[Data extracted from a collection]
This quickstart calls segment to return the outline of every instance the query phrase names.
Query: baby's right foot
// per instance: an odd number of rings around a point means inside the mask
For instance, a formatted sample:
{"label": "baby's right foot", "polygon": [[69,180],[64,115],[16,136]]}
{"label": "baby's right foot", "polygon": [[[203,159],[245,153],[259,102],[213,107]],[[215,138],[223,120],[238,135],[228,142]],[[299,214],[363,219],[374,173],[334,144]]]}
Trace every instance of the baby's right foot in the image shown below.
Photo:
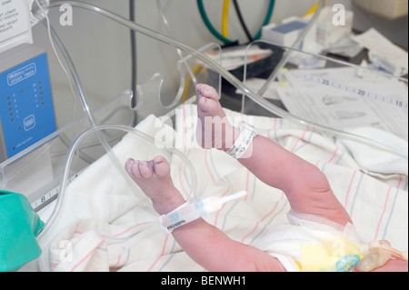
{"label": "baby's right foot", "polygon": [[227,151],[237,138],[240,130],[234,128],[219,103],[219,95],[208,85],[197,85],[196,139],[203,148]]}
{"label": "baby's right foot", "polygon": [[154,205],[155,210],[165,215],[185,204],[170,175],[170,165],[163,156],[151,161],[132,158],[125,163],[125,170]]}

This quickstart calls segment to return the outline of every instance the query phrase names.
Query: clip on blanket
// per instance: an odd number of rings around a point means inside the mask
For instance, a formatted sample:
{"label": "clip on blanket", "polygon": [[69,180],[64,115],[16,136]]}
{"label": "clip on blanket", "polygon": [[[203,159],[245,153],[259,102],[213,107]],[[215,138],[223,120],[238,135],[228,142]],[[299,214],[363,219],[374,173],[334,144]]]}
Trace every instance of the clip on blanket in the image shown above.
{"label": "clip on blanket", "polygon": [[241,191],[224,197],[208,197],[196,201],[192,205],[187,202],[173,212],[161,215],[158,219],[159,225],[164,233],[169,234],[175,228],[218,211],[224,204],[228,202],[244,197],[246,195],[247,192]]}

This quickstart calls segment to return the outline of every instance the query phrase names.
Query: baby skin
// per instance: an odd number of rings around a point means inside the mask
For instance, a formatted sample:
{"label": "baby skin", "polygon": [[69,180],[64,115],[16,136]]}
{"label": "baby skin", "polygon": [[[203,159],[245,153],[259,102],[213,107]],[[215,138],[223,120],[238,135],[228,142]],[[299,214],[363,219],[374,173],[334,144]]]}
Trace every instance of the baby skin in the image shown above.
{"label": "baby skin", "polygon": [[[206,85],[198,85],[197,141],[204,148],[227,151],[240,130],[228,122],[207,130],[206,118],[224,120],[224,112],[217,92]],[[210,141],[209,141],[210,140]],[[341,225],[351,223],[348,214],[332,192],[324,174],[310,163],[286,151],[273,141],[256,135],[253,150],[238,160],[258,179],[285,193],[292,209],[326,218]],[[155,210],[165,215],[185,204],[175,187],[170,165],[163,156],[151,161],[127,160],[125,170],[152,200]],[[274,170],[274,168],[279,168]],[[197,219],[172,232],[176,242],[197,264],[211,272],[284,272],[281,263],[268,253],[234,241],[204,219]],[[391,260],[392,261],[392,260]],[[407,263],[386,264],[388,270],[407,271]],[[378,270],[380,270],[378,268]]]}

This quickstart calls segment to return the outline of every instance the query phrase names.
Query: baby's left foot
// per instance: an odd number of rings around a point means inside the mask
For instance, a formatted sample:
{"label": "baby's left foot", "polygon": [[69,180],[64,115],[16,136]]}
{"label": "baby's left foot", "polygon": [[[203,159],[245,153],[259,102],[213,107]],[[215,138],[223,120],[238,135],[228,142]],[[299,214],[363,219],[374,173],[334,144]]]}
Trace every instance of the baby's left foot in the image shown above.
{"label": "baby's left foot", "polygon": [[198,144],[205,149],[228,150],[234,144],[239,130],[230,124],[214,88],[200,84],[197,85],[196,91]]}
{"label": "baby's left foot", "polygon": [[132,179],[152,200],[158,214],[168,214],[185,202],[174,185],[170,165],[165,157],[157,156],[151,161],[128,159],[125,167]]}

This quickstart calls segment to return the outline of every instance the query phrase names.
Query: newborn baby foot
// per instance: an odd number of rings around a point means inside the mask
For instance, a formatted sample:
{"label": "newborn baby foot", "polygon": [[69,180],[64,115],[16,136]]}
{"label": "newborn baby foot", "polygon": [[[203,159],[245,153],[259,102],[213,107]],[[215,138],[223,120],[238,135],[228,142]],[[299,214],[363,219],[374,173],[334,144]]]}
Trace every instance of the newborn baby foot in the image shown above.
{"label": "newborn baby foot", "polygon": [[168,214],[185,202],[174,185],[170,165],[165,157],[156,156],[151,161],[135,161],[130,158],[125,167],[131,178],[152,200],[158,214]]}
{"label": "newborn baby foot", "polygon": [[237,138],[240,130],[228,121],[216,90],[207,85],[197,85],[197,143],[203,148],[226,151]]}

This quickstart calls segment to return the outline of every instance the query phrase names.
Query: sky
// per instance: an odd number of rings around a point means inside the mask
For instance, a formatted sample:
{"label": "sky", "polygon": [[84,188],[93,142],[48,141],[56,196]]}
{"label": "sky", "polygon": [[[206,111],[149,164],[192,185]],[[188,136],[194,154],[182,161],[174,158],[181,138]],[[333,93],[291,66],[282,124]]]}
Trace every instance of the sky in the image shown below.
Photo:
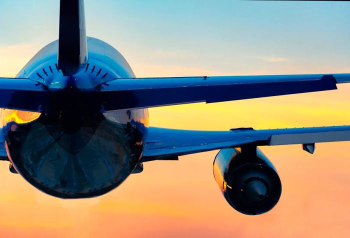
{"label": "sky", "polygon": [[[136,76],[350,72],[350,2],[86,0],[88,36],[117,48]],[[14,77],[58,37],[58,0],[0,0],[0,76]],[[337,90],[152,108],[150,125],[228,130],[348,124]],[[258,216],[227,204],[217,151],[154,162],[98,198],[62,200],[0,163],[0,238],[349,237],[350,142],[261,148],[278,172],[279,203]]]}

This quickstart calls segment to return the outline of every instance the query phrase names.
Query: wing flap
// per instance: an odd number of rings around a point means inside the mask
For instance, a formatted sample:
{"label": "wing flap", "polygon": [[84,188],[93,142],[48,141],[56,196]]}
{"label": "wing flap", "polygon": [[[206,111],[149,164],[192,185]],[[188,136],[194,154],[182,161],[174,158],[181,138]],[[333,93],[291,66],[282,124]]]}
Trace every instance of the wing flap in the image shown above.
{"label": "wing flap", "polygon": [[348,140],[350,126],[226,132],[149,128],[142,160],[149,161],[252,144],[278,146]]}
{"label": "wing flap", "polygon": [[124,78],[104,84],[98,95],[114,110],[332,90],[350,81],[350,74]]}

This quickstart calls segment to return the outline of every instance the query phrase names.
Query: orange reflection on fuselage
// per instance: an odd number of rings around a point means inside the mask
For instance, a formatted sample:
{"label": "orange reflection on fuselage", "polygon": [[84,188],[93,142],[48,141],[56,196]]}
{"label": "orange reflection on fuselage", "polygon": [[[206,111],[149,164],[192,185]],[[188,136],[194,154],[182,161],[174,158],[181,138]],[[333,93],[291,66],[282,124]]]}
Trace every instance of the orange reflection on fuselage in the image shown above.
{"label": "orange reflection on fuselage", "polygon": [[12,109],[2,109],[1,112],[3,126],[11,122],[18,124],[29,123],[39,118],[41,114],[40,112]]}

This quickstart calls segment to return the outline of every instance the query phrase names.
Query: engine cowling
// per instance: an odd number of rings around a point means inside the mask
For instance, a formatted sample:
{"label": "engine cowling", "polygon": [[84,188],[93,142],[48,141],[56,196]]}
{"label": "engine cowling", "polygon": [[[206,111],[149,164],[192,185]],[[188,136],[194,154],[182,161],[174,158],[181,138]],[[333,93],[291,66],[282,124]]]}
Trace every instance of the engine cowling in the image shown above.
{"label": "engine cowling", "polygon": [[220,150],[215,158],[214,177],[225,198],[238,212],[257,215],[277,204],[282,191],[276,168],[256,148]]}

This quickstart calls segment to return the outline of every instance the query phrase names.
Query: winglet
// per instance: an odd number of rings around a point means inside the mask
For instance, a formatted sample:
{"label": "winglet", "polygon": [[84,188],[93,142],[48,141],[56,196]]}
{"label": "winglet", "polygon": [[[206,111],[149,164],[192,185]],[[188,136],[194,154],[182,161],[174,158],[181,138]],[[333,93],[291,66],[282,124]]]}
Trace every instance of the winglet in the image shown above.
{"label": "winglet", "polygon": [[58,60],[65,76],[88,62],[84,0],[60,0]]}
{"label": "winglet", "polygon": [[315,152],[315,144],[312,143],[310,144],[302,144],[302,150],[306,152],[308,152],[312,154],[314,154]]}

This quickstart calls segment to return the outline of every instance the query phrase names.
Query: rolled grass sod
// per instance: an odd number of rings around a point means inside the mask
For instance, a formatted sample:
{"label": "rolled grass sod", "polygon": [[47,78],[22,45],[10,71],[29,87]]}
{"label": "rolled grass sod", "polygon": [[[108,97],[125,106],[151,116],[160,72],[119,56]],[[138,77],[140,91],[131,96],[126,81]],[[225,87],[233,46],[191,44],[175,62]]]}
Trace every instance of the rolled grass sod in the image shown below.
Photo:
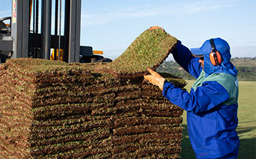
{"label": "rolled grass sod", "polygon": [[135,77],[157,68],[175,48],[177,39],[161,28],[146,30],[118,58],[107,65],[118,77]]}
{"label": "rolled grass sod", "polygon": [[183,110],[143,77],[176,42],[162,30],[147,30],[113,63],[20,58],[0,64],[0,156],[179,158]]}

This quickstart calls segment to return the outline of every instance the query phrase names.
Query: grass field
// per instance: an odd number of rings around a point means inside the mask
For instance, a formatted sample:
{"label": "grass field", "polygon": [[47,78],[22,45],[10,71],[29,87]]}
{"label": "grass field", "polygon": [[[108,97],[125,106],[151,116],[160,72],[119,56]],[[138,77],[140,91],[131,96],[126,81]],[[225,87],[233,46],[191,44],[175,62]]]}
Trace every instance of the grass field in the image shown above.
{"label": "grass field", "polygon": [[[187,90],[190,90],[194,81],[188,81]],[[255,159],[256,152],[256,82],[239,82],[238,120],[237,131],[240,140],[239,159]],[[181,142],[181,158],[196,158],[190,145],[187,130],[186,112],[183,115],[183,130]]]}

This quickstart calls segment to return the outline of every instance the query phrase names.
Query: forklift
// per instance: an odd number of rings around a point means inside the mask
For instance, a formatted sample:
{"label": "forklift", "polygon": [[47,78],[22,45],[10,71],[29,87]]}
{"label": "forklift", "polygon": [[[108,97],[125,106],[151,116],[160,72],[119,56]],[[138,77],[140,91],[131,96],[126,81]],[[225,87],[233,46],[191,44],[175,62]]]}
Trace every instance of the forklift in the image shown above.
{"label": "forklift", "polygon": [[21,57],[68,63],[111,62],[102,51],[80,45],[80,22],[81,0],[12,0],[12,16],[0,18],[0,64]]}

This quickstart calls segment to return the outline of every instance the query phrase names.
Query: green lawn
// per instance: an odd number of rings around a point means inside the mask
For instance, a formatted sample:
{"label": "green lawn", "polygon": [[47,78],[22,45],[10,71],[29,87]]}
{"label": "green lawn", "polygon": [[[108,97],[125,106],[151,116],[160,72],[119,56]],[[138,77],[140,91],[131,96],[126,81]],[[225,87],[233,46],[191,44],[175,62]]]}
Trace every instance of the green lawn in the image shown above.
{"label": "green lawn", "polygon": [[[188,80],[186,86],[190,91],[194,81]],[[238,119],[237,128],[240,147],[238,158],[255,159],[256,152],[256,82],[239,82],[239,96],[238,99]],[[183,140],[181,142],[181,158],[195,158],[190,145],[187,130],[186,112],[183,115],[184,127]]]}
* * *
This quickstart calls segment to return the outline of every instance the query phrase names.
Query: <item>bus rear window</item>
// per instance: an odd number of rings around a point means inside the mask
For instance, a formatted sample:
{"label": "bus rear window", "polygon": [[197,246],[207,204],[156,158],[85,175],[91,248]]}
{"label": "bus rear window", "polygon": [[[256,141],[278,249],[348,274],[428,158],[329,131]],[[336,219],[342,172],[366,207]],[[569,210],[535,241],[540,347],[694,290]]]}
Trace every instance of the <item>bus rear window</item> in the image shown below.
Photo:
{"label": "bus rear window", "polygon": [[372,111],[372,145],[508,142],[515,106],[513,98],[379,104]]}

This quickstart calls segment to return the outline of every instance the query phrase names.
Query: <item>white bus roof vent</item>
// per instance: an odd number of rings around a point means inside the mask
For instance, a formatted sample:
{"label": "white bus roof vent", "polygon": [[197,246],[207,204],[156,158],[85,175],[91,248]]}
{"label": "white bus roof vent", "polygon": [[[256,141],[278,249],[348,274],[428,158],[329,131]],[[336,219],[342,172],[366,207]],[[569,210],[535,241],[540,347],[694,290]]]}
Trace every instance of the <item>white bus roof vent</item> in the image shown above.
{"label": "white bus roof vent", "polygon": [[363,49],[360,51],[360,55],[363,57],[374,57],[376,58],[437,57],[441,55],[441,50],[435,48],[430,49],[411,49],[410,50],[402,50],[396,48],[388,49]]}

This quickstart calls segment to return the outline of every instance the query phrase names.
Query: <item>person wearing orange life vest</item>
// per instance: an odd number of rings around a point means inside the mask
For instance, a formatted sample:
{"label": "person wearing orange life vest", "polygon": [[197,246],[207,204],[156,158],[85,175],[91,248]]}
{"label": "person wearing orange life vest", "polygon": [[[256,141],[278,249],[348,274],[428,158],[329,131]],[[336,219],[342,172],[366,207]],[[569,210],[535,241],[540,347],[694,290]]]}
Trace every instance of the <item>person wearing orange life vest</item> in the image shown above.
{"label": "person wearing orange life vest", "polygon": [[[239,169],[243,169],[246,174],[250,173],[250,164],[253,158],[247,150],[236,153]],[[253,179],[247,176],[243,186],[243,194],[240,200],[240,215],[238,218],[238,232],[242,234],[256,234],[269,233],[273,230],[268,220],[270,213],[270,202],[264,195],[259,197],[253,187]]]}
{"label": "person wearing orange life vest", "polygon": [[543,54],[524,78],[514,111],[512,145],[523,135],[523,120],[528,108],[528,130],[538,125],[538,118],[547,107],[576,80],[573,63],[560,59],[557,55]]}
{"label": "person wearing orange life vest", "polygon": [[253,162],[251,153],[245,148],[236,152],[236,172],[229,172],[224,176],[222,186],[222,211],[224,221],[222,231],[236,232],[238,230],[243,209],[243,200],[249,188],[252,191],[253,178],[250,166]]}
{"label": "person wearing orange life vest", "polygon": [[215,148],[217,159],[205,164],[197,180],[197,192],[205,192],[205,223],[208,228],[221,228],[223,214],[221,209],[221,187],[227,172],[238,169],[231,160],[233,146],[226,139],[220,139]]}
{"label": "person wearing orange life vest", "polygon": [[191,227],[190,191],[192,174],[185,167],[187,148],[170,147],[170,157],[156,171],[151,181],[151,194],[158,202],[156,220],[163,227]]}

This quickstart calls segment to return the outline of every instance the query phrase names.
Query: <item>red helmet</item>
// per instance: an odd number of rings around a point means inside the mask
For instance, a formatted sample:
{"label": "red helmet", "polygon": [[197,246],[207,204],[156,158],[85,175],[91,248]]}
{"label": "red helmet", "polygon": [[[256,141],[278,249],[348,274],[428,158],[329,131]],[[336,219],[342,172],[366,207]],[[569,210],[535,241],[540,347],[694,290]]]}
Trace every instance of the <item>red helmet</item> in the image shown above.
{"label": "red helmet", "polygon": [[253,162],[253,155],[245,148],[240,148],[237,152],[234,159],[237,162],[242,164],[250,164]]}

WHAT THE EXERCISE ASKS:
Filter the entries above, copying every line that contains the word "rolled". Treat uppercase and lowercase letters as different.

TASK SOLUTION:
Query: rolled grass sod
{"label": "rolled grass sod", "polygon": [[47,78],[22,45],[10,71],[29,87]]}
{"label": "rolled grass sod", "polygon": [[[108,97],[125,106],[151,116],[160,72],[119,56]],[[138,77],[140,91],[131,96],[126,81]],[[225,87],[233,46],[191,44],[175,62]]]}
Trace every instance of the rolled grass sod in the image shown below.
{"label": "rolled grass sod", "polygon": [[135,77],[157,68],[175,48],[177,39],[161,28],[146,30],[118,58],[107,65],[118,77]]}
{"label": "rolled grass sod", "polygon": [[183,110],[143,77],[176,42],[162,30],[147,30],[113,63],[20,58],[0,64],[0,156],[179,158]]}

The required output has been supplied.